* _TASK INPUTS_
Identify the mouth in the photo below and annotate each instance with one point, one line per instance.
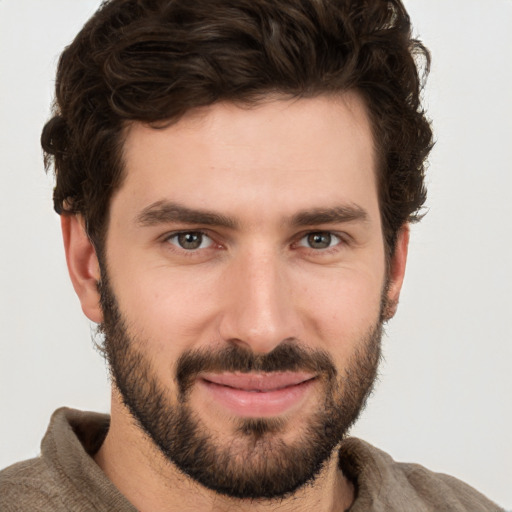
(258, 395)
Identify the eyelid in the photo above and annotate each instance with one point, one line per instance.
(168, 238)
(342, 240)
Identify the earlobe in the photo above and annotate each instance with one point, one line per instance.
(83, 265)
(396, 271)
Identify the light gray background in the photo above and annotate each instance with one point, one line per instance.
(443, 399)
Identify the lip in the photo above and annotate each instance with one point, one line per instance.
(257, 394)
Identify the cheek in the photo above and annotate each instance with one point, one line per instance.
(173, 308)
(342, 307)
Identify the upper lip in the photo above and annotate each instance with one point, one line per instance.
(258, 381)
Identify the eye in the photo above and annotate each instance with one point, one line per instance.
(190, 240)
(319, 240)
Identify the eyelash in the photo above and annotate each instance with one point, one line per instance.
(341, 240)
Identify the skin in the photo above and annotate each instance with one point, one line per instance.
(254, 282)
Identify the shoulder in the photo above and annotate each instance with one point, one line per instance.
(29, 485)
(405, 486)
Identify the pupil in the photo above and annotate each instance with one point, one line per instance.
(319, 240)
(190, 240)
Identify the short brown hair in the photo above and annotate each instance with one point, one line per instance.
(154, 60)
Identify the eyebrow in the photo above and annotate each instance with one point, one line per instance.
(335, 215)
(162, 212)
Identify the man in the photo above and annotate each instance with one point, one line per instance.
(235, 185)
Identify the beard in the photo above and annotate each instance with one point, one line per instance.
(255, 462)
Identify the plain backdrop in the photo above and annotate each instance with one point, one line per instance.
(444, 393)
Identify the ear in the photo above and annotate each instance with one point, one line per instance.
(396, 272)
(83, 265)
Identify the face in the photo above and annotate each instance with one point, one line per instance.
(243, 286)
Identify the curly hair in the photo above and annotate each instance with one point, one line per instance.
(152, 61)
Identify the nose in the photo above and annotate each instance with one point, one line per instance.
(259, 311)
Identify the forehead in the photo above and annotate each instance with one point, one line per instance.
(276, 154)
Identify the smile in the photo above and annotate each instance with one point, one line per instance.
(257, 395)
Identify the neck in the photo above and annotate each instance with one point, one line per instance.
(151, 483)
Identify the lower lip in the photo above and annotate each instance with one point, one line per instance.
(256, 404)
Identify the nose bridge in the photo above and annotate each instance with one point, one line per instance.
(260, 313)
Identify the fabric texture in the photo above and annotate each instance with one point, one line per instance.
(66, 478)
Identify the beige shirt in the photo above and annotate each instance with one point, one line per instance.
(66, 478)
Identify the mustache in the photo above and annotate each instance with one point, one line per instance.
(288, 356)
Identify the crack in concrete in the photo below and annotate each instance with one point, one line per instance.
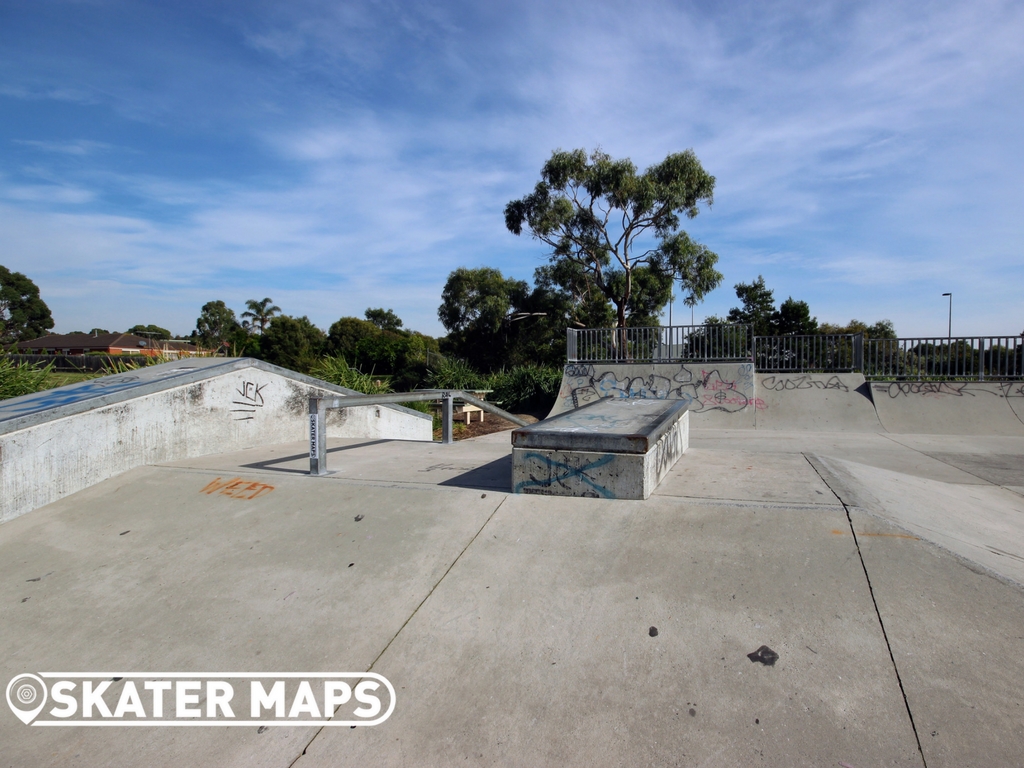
(878, 612)
(406, 623)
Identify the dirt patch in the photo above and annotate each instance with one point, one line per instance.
(491, 423)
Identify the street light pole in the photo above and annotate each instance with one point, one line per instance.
(949, 336)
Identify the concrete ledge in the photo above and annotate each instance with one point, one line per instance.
(607, 450)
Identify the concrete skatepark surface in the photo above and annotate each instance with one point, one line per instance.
(732, 395)
(884, 569)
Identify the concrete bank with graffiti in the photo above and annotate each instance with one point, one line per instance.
(732, 395)
(56, 442)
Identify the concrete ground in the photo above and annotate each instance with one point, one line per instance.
(885, 570)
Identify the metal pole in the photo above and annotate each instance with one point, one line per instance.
(446, 418)
(317, 436)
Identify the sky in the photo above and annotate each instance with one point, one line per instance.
(339, 156)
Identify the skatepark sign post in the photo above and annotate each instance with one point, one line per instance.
(318, 406)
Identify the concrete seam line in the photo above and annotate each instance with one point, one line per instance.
(943, 461)
(410, 619)
(899, 680)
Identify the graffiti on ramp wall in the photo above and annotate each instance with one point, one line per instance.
(701, 389)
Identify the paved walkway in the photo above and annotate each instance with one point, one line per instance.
(885, 571)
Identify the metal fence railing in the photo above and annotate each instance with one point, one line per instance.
(976, 357)
(971, 357)
(662, 344)
(832, 352)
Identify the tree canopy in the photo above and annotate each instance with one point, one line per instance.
(294, 343)
(215, 324)
(385, 320)
(597, 214)
(759, 310)
(24, 314)
(260, 312)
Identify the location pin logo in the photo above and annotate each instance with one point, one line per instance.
(24, 692)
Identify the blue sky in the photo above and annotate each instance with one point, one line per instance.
(336, 156)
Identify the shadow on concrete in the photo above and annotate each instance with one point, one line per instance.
(496, 475)
(271, 465)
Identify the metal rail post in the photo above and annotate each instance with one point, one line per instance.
(446, 402)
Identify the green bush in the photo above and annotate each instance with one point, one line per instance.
(525, 387)
(337, 371)
(23, 378)
(453, 373)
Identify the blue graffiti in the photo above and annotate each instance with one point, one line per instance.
(559, 472)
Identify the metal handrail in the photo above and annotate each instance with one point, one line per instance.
(659, 344)
(973, 357)
(320, 404)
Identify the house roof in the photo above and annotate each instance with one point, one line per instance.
(99, 341)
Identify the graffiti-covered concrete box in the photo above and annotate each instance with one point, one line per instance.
(611, 449)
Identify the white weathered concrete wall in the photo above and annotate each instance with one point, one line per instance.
(229, 412)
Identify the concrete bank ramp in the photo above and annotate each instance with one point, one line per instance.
(731, 395)
(981, 523)
(949, 408)
(58, 441)
(825, 402)
(719, 394)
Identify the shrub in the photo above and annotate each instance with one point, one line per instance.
(525, 387)
(337, 371)
(453, 373)
(23, 378)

* _OBJECTIVE_
Reproduce the material from the line containing "Identify the blue graffiti" through the last line, inclusive, adjusting every point coordinate by -137 and leaving all other lines as they are. Give only those lines.

* _FINAL RESULT_
Identify the blue graffiti in the photo above and annotate each instance with one point, one line per instance.
(422, 335)
Identify the metal handrail in the photo above and annotate each instance with one point, one line per instance.
(522, 207)
(836, 220)
(183, 267)
Identify the house roof in the photo above and annotate each instance with one point, one line per instance.
(-38, 204)
Identify the graffiti-covered concrete box in the photo above and annotate each instance with one point, one line per instance.
(474, 312)
Identify the white weathered concrete wall in the photo above and annotate each instance with one point, one line per instance.
(92, 275)
Identify the concrete bank ramp in the photo above and annotate each instance with one point, one line per instance.
(594, 258)
(844, 386)
(812, 271)
(-79, 304)
(688, 265)
(582, 257)
Identify the shrub in the photo above and annotate each instance with one point, one line per instance.
(388, 250)
(200, 234)
(316, 236)
(-114, 241)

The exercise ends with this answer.